抜粋.
•••

債務者が亡くなってしまったときは相続人に対して支払いを求めていくことになります。ですが相続人が相続を放棄してしまうことがあります。このような場合であっても債権を回収していく方法はあります。

 

この記事では、相続放棄がされた場合に他の相続人が誰なのか、他に債権回収する方法があるのかなどを解説していきます。

 

相続放棄とは

相続人は被相続人(亡くなった人)の財産について一切の権利や義務を受け継ぐことになります。例外的に被相続人の一身に専属したものについては受け継がないことになっていますが、基本的な財産や借金などの債務についてはすべて相続人が承継するのが原則です。

 

ですがもし死亡した人が多額の借金を抱えているような場合、身内だからといって当然に責任を負わなければならないとすることは酷といえます。

そこで法律上、相続をするのかしないのかを選ぶ機会が与えられています。相続をしない選択を「相続放棄」と呼び被相続人の義務を負わなくてよくなります。

•••

実施事項.
(A) 上記の抜粋のうち、「この記事では、相続放棄がされ」から「いとすることは酷といえます。」までを一字一句違えずに書き写してください。
(B) 次の各記述が上記の抜粋の内容と合致するかどうかを「はい」または「いいえ」で答え、判断の根拠となる抜粋中の語句を正確に引用してください。(i) 相続人は、被相続人の一身に専属したものも含め、すべての権利や義務を受け継ぐ。(ii) 相続をしない選択は「相続放棄」と呼ばれる。(iii) 相続人が相続を放棄した場合、債権を回収する方法はなくなる。

保存済みエントリ:
•••

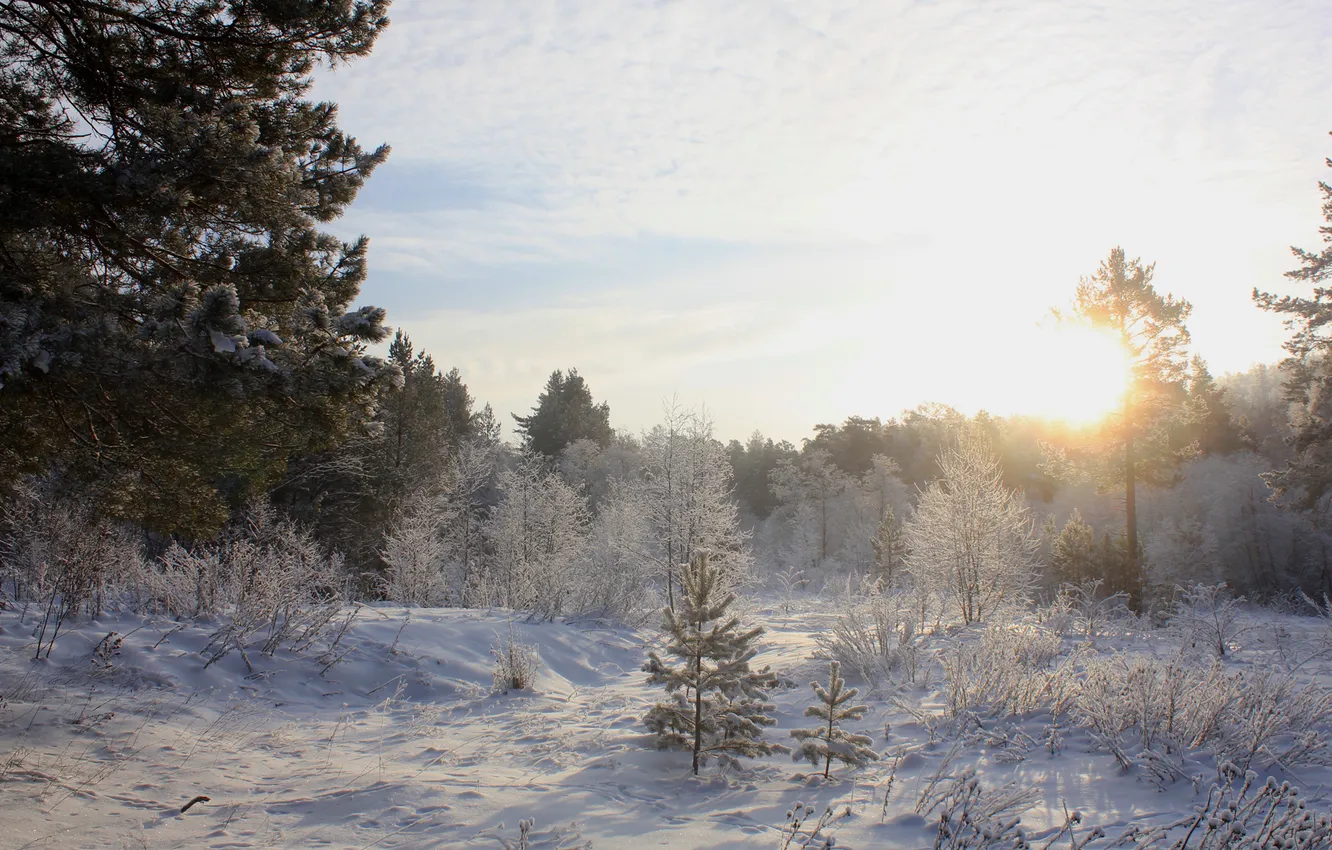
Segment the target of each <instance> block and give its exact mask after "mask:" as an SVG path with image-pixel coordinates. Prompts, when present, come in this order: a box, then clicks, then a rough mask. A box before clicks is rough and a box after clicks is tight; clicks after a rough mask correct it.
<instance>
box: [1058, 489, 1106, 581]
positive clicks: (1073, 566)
mask: <svg viewBox="0 0 1332 850" xmlns="http://www.w3.org/2000/svg"><path fill="white" fill-rule="evenodd" d="M1096 562H1098V556H1096V532H1095V530H1092V528H1091V526H1090V525H1087V524H1086V522H1084V521H1083V518H1082V514H1080V513H1079V512H1078V509H1076V508H1074V513H1072V516H1071V517H1068V522H1064V528H1063V530H1060V532H1059V536H1058V537H1056V538H1055V542H1054V545H1052V546H1051V548H1050V565H1051V568H1054V572H1055V578H1058V580H1059V581H1060V582H1071V584H1075V585H1079V584H1082V582H1084V581H1090V580H1092V578H1096V566H1098V564H1096Z"/></svg>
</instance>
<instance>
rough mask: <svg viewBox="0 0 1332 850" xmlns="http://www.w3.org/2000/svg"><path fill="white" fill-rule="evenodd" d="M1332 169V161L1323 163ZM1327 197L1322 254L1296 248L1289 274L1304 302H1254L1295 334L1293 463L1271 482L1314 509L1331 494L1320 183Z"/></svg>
mask: <svg viewBox="0 0 1332 850" xmlns="http://www.w3.org/2000/svg"><path fill="white" fill-rule="evenodd" d="M1325 161H1327V165H1328V167H1329V168H1332V159H1329V160H1325ZM1319 191H1320V192H1321V195H1323V224H1321V225H1320V226H1319V233H1321V236H1323V249H1321V250H1319V252H1317V253H1315V252H1312V250H1304V249H1301V248H1292V249H1291V250H1292V252H1293V253H1295V257H1296V258H1297V260H1299V262H1300V268H1297V269H1293V270H1291V272H1287V273H1285V276H1287V277H1288V278H1291V280H1295V281H1303V282H1305V284H1309V285H1311V289H1312V292H1309V293H1308V294H1303V296H1277V294H1276V293H1272V292H1259V290H1257V288H1255V289H1253V300H1255V301H1256V302H1257V305H1259V306H1260V308H1263V309H1264V310H1271V312H1273V313H1280V314H1283V316H1284V317H1285V322H1287V325H1288V326H1289V328H1291V329H1292V334H1291V338H1289V340H1287V341H1285V350H1287V353H1288V354H1289V356H1288V357H1287V358H1285V360H1284V361H1281V372H1283V373H1284V374H1285V400H1287V401H1288V402H1289V410H1291V414H1289V416H1291V428H1292V430H1293V434H1292V436H1291V438H1289V440H1288V444H1289V446H1291V449H1293V454H1295V456H1293V457H1291V458H1289V460H1288V461H1287V462H1285V464H1284V468H1283V469H1279V470H1276V472H1275V473H1272V476H1271V477H1269V481H1268V482H1269V484H1271V485H1272V488H1273V489H1275V490H1276V493H1277V496H1280V497H1283V500H1284V501H1288V502H1291V504H1295V505H1297V506H1300V508H1313V506H1316V505H1317V504H1319V501H1320V500H1323V497H1324V496H1325V494H1327V493H1328V490H1329V489H1332V428H1329V422H1332V357H1329V353H1332V342H1329V338H1328V333H1327V328H1328V322H1329V321H1332V286H1328V284H1327V281H1328V280H1329V278H1332V184H1328V183H1324V181H1319Z"/></svg>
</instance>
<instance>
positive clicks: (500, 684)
mask: <svg viewBox="0 0 1332 850" xmlns="http://www.w3.org/2000/svg"><path fill="white" fill-rule="evenodd" d="M490 654H492V655H493V657H494V659H496V666H494V670H492V671H490V677H492V679H493V683H494V690H497V691H500V693H507V691H510V690H531V687H533V685H535V683H537V674H538V673H539V671H541V655H538V654H537V647H535V646H531V645H529V643H518V642H517V641H514V639H513V632H511V630H510V632H509V639H507V641H505V642H503V643H501V645H498V646H496V647H494V649H492V650H490Z"/></svg>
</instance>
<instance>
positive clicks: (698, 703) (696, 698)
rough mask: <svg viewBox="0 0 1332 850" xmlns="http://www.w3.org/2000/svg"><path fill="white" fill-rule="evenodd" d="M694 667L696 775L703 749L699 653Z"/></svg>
mask: <svg viewBox="0 0 1332 850" xmlns="http://www.w3.org/2000/svg"><path fill="white" fill-rule="evenodd" d="M695 663H697V666H695V667H694V670H695V673H694V675H695V681H694V775H695V777H697V775H698V753H699V750H702V749H703V689H702V683H703V657H702V655H699V657H698V661H697V662H695Z"/></svg>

•••

回答一覧.
(A)
この記事では、相続放棄がされた場合に他の相続人が誰なのか、他に債権回収する方法があるのかなどを解説していきます。

 

相続放棄とは

相続人は被相続人(亡くなった人)の財産について一切の権利や義務を受け継ぐことになります。例外的に被相続人の一身に専属したものについては受け継がないことになっていますが、基本的な財産や借金などの債務についてはすべて相続人が承継するのが原則です。

 

ですがもし死亡した人が多額の借金を抱えているような場合、身内だからといって当然に責任を負わなければならないとすることは酷といえます。

(B)
(i) いいえ。『例外的に被相続人の一身に専属したものについては受け継がないことになっています』
(ii) はい。『相続をしない選択を「相続放棄」と呼び』
(iii) いいえ。『このような場合であっても債権を回収していく方法はあります』